← Back to Blog

Redshift Physical Schema Design: Distribution Keys, Sort Keys, Skew, and the Lessons That Cost Us Weeks

Redshift is one of those systems where the defaults will let you build something that appears to work — queries run, dashboards load — until the data grows to a real scale and you discover that your schema was quietly working against you the whole time. Amazon has done an admirable job adding automatic table optimization (ATO) in recent years, but understanding the physical design decisions Redshift makes (or that you need to make) is still essential if you want predictable, cost-efficient performance.

This is a post-mortem and best-practices article. We built a production Redshift-backed analytics platform over 18 months, hit several significant performance walls, and spent weeks diagnosing and redesigning tables. What follows is everything we learned the hard way.

Redshift's Physical Data Model: The Mental Model You Need

Redshift is a columnar, MPP database. Data is stored column-by-column (allowing queries to read only needed columns), compressed per-column, and distributed across multiple compute nodes (slices). A 2-node ra3.4xlarge cluster has 8 slices — 4 per node. Each row of every table lives on exactly one slice, determined by the distribution style and key.

The query execution model: for most queries, all slices work in parallel on their local data. Aggregations and joins are performed in parallel per slice, then results are combined on the leader node. The performance goal: minimize the amount of data that must move between slices during a query (called a broadcast or redistribution), and maximize work done locally on each slice.

**Work to complete:**
A – Reproduce the passage of the Redshift article from "Redshift's Physical Data" to "on each slice." word for word.
B – Decide whether each statement agrees with the Redshift article, answering yes or no and quoting the words of the article that settle it: (i) a 2-node ra3.4xlarge cluster has 8 slices; (ii) the per-slice results of aggregations and joins are combined on a compute node; (iii) the analytics platform was built over 12 months.
C – Extend the Redshift article with the next part, starting after its last sentence.
The items that follow come from a separate source and are unrelated to the Redshift article.

**Material shown:**

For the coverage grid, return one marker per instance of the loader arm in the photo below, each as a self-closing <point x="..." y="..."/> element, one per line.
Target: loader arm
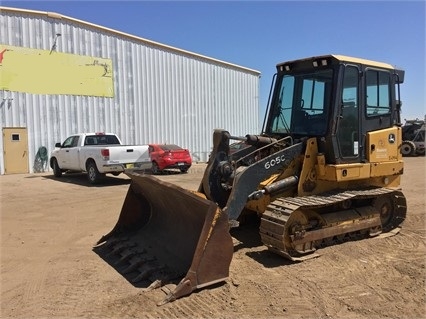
<point x="231" y="188"/>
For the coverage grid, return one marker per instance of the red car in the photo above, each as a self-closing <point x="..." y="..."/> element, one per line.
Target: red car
<point x="164" y="156"/>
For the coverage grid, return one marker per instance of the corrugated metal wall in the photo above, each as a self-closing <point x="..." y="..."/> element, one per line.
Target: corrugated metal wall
<point x="162" y="94"/>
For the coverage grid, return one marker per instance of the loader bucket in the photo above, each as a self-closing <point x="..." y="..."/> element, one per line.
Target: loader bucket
<point x="165" y="232"/>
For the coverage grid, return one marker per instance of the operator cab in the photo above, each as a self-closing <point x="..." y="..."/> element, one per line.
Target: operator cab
<point x="337" y="99"/>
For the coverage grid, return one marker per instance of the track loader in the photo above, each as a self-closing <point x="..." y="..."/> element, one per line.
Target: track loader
<point x="326" y="168"/>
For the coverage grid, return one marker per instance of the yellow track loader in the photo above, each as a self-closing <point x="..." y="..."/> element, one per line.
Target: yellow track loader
<point x="326" y="168"/>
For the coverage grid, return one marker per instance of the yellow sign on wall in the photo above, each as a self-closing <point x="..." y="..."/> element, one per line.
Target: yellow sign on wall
<point x="50" y="72"/>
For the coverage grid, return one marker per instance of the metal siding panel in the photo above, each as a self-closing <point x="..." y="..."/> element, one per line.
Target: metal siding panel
<point x="161" y="94"/>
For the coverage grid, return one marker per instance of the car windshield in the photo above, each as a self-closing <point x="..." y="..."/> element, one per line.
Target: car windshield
<point x="170" y="147"/>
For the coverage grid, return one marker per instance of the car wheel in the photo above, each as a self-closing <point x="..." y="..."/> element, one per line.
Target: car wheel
<point x="93" y="174"/>
<point x="56" y="169"/>
<point x="408" y="148"/>
<point x="155" y="169"/>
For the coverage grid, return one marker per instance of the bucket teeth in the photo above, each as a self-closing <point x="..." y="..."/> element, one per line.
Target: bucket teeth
<point x="146" y="273"/>
<point x="154" y="285"/>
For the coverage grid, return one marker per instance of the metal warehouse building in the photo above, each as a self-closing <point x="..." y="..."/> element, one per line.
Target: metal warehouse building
<point x="60" y="76"/>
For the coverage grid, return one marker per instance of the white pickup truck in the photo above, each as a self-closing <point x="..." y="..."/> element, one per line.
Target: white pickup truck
<point x="97" y="154"/>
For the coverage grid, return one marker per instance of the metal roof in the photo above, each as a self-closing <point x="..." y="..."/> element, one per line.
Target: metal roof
<point x="55" y="15"/>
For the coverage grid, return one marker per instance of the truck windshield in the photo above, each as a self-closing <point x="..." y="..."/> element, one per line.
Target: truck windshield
<point x="101" y="140"/>
<point x="302" y="104"/>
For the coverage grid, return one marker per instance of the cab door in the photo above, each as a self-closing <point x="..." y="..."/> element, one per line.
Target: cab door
<point x="348" y="127"/>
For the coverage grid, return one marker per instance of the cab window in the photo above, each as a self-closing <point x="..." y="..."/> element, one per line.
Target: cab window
<point x="378" y="93"/>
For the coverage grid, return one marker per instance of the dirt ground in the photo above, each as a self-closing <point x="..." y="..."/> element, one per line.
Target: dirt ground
<point x="49" y="270"/>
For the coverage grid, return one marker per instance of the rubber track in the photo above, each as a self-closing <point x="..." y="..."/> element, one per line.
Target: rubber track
<point x="278" y="212"/>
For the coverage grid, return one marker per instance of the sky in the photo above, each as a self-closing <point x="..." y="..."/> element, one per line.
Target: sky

**Answers given:**
A –
Redshift's Physical Data Model: The Mental Model You Need

Redshift is a columnar, MPP database. Data is stored column-by-column (allowing queries to read only needed columns), compressed per-column, and distributed across multiple compute nodes (slices). A 2-node ra3.4xlarge cluster has 8 slices — 4 per node. Each row of every table lives on exactly one slice, determined by the distribution style and key.

The query execution model: for most queries, all slices work in parallel on their local data. Aggregations and joins are performed in parallel per slice, then results are combined on the leader node. The performance goal: minimize the amount of data that must move between slices during a query (called a broadcast or redistribution), and maximize work done locally on each slice.

B –
(i) Yes: "A 2-node ra3.4xlarge cluster has 8 slices — 4 per node."
(ii) No: "then results are combined on the leader node."
(iii) No: "We built a production Redshift-backed analytics platform over 18 months".

C –
Distribution Styles: The Most Important Physical Decision

Redshift offers four distribution styles:

KEY Distribution

Rows with the same DISTKEY value are stored on the same slice. If you join two large tables on a column, and both tables have that column as their DISTKEY, the join can happen entirely on each slice without any data movement between nodes — a colocated join. This is the best possible join performance in Redshift.

The golden rule: if Table A and Table B frequently join on customer_id, both should use DISTKEY(customer_id). A query joining 100M-row orders and 50M-row sessions both distributed on customer_id runs entirely on local data — fast and no inter-node traffic.

EVEN Distribution

Rows are distributed round-robin across slices, ensuring even data distribution regardless of data content. Good for tables that don't have a clear join key, or that you never join to other large tables. Queries on EVEN-distributed tables require data redistribution during joins — Redshift broadcasts the smaller table to all slices, which works fine as long as one of the join tables is small.

ALL Distribution

A full copy of the table exists on every slice. Great for small dimension tables (under 1–2M rows) that are frequently joined to large fact tables. If the dimension is on ALL, the join needs no data movement — each slice's portion of the fact table can join directly with its local copy of the dimension. Poor choice for large tables — the storage cost multiplies by the number of slices.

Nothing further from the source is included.